» **Set task 1**:
Rewrite the paragraph of the crop remote sensing text that begins "The lifetime of winter wheat" in shorter form, keeping its main facts.
** start Quoted passage **
The module of ENVI/FLAASH atmospheric correction was applied for conducting atmospheric correction, while the ENVI/OLI correction module was taken for conducting geometric correction.

Ground Investigation

To obtain the layout of the main feature types in Wushi County, Xinjiang Uygur Autonomous Region, a ground investigation was conducted in Wushi County, during which, the GPS (global positioning system) handhelds were used to measure the latitude and longitude coordinates of the feature plots and record the vegetation types and photographs. The route of the ground investigation covered most of the group farms in Wushi County, and a small number of sampling points in farms outside the group.

It can be known from the main crops planting status and the ground investigation data that, the study area covers an area of 44040 hectares, including 2370 hectares’ rice area, 16330 hectares for wheat planting, and 300 hectares for beans planting. Besides, the ground investigation also showed that vegetables and fruits are also planted in the study area in scattered manner. So, there are 9 classified types within the area, including: wheat, rice, forest land, beans, ice and snow, other vegetation, bare land, and water bodies. As for the original Landsat image and the sample plots layout, please refer to Figure 2.

FIGURE 2
Landsat 8 OLI image and distribution of ground sample in study area.

Development Stages of Crops

The lifetime of winter wheat, which starts from being a seed and ends up with reproducing new seed, subjects to the influences from ecological and cultivation conditions greatly. It experiences 4 seasons from the end of autumn, winter, spring, to early summer, amounting to about 230d. Generally, the winter wheat should be planted in late October of the year and harvested in late May of the next year. The entire lifetime of the wheat is divided into 12 stages, which are respectively: seedling stage, three-leaf stage, tillering stage, overwintering stage, re-greening stage, starting stage, jointing stage, booting stage, heading stage, flowering stage, filling stage, and maturity stage.

Considering the development period of crops in the study area, a satellite image located on May 15, 2017, was selected for crop classification and identification. The spectral curves of the main surface feature types (wheat, rice, and forest land, etc.) in the study area during this period are as shown in Figure 3. In the vigorous development period of the plants, namely the 5^th bands approaching the near infrared band, the spectral curves of various plants vary significantly and are more favorable for being used in crop classification. In March, the winter wheat is at the re-greening and jointing stage, so that the vegetation index at this time begins to rise; from May to June, winter wheat gradually reaches maturity and grows vigorously, showing strong intra-crop spectrum consistency, but significant inter-crops spectrum differences. So, taking acts in this period could be favorable for identifying crops based on remote sensing because it avoids the spectral differences in the early crop growth period caused by different planting times, and avoids the differences in the late stage caused by different maturity and harvesting times. Therefore, the OLI data on May 15 was taken in this paper to identify various crops like wheat in the study area.
** end Quoted passage **
** start Supplied data **
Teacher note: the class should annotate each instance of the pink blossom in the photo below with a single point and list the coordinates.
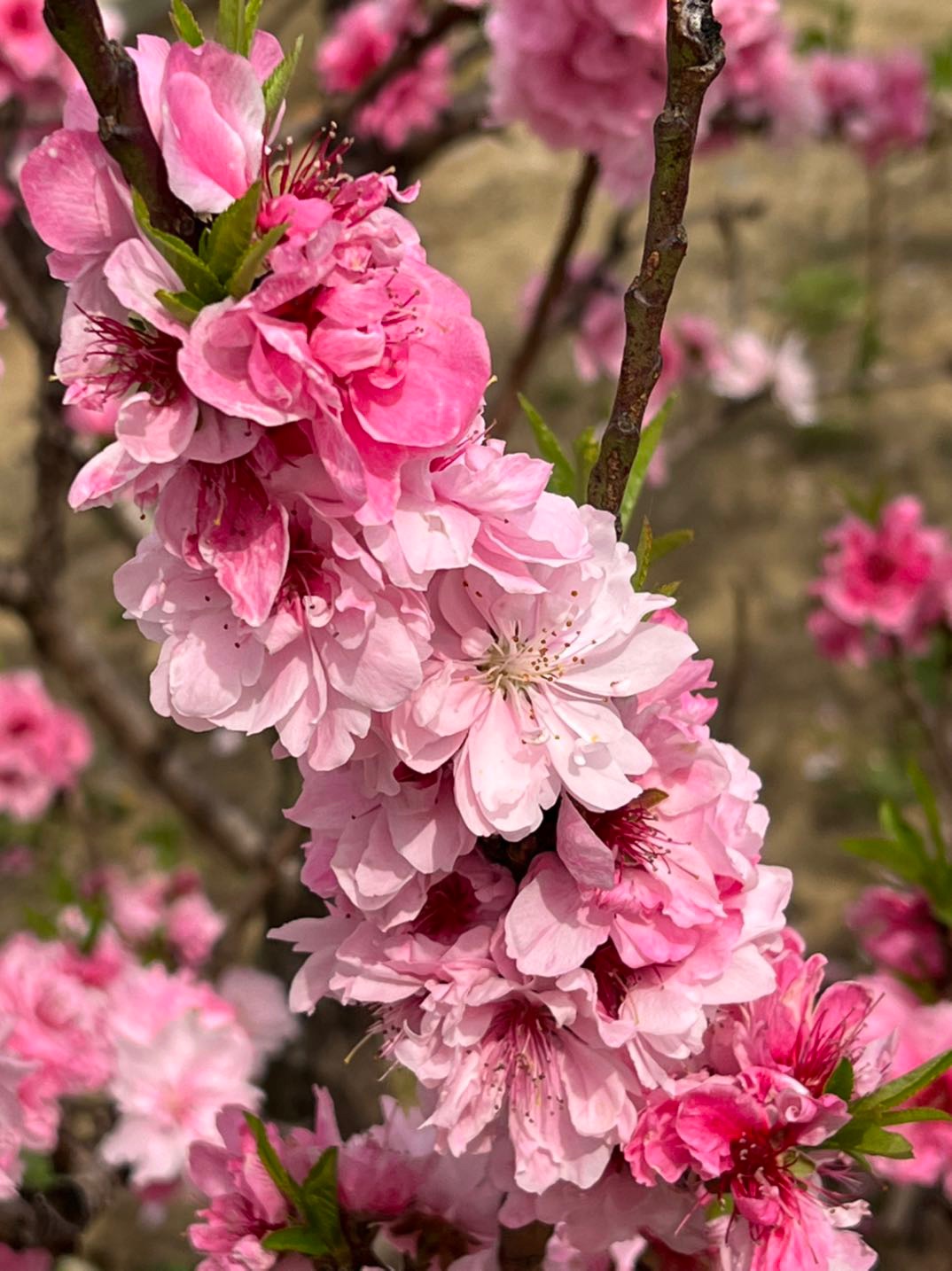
(900, 934)
(336, 644)
(520, 688)
(181, 1057)
(741, 1136)
(43, 747)
(56, 1025)
(887, 576)
(355, 333)
(916, 1033)
(260, 1002)
(879, 105)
** end Supplied data **
» **Set task 2**:
Set down, word for word, every line of text in the position identification entries, omitting the picture.

» **Task answer 1**:
Ecological and cultivation conditions strongly influence winter wheat's lifetime, which runs from seed to new seed. It spans late autumn, winter, spring, and early summer, about 230 days in total. The wheat is usually planted in late October and harvested in late May of the following year. Its 12 stages are seedling, three-leaf, tillering, overwintering, re-greening, starting, jointing, booting, heading, flowering, filling, and maturity.

» **Task answer 2**:
Teacher note: the class should annotate each instance of the pink blossom in the photo below with a single point and list the coordinates.
(900, 934)
(336, 644)
(520, 688)
(181, 1057)
(741, 1136)
(43, 747)
(56, 1025)
(887, 576)
(355, 333)
(916, 1033)
(260, 1002)
(879, 105)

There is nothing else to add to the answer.